Source material Start Marker

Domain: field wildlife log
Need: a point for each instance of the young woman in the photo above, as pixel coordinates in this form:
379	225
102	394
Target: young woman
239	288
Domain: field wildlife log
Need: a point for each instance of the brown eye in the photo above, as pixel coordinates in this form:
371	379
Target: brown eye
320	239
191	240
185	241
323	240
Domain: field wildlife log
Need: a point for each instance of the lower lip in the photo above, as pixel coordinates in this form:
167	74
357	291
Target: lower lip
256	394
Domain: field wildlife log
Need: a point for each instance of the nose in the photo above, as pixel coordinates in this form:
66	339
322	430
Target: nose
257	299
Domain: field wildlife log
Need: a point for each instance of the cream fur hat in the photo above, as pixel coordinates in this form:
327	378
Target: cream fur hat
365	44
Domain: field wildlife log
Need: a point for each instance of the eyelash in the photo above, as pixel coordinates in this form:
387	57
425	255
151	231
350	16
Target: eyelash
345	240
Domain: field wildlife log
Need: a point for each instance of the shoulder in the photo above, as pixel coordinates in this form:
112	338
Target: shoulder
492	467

Source material End Marker

• **Work item**:
The lines to output run from the one containing "Need: a point for each instance of the shoulder" to the last line of the entries; give them back exactly.

• **Exercise response**:
Need: a point for each instance of the shoulder in the photo above, as pixel coordinates in this form:
112	338
Target: shoulder
492	467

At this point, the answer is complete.